**Written instruction**:
Which lines of the data below contain the string "granite"? Pick out and copy each of those lines, treating case as significant.

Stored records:
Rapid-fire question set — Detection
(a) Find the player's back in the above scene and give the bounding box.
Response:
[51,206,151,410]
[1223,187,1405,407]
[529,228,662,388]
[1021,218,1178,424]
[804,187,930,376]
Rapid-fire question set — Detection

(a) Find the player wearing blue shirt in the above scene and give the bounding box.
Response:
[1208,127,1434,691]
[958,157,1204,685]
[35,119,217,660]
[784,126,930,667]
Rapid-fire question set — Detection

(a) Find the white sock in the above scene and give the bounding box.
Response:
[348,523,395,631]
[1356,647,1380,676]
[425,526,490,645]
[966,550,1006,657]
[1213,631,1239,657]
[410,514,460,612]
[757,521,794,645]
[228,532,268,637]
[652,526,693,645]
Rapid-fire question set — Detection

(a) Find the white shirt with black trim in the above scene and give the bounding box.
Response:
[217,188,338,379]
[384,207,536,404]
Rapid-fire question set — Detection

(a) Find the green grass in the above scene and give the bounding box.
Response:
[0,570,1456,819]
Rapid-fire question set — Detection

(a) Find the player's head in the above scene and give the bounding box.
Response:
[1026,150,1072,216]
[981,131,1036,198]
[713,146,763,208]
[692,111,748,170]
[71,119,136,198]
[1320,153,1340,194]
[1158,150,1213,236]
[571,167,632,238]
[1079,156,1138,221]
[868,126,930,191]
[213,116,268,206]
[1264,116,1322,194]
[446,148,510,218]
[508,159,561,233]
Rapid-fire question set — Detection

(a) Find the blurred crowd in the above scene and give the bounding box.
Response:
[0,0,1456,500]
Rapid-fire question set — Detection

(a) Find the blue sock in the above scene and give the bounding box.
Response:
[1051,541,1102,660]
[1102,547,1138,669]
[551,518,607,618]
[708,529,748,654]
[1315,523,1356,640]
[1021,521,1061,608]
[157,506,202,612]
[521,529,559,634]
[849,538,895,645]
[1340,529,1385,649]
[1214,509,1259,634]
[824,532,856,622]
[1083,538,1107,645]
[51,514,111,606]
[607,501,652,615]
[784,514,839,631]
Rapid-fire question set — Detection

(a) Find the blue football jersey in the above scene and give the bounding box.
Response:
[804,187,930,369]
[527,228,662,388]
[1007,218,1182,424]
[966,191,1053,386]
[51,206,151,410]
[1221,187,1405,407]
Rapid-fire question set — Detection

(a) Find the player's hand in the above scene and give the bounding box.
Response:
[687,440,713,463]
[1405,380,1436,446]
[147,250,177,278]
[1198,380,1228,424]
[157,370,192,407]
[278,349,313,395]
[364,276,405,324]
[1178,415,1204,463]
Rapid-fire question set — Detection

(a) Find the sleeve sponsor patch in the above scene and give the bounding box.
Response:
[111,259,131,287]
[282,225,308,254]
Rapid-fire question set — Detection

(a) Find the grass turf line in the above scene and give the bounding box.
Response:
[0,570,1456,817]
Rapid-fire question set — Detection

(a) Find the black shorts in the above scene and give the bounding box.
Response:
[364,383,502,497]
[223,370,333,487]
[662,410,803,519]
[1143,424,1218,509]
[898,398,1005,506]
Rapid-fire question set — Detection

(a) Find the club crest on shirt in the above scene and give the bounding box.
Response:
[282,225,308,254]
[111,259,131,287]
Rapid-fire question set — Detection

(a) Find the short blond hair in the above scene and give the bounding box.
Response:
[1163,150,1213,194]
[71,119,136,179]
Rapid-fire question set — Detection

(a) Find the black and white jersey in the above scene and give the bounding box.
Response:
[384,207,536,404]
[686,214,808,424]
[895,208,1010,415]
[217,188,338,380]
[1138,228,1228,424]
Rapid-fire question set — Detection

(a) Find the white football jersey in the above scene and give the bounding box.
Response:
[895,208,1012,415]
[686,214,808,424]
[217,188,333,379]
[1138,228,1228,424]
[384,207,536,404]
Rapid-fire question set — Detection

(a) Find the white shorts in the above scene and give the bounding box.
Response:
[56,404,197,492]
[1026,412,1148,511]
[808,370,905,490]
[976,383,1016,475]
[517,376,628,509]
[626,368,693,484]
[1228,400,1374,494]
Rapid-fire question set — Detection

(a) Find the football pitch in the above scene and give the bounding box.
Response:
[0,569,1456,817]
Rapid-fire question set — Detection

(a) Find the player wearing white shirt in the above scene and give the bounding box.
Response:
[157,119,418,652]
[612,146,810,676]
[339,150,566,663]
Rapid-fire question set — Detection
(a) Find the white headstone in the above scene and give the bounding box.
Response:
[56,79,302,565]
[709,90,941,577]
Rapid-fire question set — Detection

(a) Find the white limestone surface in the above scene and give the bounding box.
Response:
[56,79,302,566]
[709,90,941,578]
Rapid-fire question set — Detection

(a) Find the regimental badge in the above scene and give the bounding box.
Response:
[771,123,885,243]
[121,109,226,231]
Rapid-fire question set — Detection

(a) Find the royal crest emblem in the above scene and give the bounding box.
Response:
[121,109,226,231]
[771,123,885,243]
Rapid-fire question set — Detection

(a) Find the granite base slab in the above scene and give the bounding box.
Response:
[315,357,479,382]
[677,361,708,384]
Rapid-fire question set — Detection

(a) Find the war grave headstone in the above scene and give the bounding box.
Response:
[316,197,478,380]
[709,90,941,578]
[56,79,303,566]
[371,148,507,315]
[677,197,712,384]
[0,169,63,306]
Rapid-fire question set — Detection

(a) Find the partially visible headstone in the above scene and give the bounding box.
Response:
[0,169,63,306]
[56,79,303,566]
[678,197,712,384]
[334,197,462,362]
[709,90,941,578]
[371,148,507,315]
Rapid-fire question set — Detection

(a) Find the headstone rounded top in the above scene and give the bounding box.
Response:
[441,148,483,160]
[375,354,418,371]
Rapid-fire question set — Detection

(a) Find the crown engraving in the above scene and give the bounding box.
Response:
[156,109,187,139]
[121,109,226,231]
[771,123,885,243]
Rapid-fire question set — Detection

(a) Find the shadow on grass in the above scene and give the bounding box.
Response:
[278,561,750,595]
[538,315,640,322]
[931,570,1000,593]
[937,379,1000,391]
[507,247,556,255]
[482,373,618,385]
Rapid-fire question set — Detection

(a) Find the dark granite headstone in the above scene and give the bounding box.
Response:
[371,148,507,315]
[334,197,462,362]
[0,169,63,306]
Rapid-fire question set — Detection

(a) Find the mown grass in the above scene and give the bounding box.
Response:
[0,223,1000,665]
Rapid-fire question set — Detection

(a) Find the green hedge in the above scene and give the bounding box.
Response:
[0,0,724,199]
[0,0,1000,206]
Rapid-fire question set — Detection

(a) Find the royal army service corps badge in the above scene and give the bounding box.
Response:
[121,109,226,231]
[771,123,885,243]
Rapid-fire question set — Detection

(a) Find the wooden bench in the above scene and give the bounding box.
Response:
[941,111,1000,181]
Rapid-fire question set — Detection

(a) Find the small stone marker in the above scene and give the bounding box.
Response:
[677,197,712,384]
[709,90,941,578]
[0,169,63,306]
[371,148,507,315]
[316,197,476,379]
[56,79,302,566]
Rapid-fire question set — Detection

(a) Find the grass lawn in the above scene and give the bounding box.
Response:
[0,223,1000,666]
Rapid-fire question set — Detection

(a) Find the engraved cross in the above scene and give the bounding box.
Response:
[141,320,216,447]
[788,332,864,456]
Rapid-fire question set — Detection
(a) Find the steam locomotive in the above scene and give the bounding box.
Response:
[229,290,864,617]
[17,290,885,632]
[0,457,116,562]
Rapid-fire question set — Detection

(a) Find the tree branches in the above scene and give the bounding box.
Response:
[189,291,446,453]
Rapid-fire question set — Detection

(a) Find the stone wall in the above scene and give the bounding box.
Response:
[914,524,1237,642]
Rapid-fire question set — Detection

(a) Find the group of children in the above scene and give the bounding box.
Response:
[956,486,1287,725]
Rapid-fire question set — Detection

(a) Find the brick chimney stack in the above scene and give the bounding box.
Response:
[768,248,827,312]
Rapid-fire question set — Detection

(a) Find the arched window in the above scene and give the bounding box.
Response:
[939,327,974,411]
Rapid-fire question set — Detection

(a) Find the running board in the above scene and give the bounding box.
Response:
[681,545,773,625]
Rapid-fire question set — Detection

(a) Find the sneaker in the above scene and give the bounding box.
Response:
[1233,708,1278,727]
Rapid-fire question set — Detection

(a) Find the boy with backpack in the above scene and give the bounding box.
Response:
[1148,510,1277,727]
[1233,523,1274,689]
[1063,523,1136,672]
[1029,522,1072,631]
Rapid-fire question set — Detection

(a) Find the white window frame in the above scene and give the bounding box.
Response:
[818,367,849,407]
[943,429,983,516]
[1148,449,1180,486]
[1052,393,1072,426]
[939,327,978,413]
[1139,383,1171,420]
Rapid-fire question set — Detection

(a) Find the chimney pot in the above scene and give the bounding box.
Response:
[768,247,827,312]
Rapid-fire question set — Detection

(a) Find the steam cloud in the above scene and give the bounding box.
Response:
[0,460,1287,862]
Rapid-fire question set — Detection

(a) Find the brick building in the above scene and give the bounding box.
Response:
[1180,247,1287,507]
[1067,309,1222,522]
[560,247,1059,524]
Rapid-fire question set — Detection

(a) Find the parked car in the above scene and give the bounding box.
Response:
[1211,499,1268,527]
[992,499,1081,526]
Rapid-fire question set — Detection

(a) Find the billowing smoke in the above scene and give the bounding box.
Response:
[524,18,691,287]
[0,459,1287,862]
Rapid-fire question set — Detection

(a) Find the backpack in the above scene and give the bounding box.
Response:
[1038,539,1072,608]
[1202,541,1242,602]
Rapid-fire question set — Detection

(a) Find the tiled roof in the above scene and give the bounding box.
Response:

**Expected output**:
(a) Find the granite base slab in the above scene and give the bounding box.
(a) Find the dark granite headstone in the above scene and give the bounding box.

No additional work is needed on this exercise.